▶ Directions for this task
Please express the lines from the start of the listing through the line containing "The even-odd rule governs holes.", inclusive, as a JSON list of strings with one string per line, leaving out blank lines.

[Outline entries for labeled areas]

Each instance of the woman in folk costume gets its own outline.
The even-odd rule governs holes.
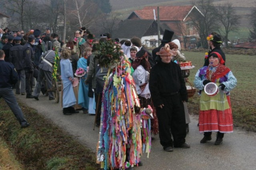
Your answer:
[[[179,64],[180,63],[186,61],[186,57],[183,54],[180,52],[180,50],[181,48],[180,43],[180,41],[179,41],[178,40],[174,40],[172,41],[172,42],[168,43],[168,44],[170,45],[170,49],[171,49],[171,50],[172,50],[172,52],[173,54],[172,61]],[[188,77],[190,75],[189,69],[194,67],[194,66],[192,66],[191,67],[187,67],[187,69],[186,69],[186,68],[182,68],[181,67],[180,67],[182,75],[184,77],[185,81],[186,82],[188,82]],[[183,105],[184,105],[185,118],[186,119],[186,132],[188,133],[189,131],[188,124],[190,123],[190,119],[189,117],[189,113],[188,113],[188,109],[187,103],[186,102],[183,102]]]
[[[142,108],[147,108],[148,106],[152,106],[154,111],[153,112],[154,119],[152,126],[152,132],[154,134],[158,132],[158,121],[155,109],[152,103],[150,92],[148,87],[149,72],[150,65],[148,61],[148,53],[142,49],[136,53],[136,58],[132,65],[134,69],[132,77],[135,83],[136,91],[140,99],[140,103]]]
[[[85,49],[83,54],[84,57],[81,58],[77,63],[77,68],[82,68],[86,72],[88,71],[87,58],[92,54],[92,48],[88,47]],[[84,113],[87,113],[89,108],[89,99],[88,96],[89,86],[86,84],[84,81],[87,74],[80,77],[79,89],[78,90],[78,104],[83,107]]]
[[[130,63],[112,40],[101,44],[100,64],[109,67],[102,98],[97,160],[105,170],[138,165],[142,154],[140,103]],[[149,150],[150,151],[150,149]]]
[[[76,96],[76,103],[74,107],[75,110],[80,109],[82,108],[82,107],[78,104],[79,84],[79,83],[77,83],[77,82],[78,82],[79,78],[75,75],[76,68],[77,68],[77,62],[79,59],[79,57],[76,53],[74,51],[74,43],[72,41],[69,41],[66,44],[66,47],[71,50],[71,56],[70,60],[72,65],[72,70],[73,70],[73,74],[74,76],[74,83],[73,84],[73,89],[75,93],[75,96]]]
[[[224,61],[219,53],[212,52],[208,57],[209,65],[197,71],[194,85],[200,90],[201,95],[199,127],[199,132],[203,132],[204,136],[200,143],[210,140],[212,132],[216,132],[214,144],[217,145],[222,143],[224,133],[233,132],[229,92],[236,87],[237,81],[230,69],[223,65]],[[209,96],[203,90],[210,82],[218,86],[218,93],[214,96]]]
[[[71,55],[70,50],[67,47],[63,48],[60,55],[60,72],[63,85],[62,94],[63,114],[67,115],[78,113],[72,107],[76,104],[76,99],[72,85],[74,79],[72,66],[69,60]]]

▶ Task solution
[
  "Each instance of the woman in folk costume gets its own outline.",
  "The even-odd rule governs holes."
]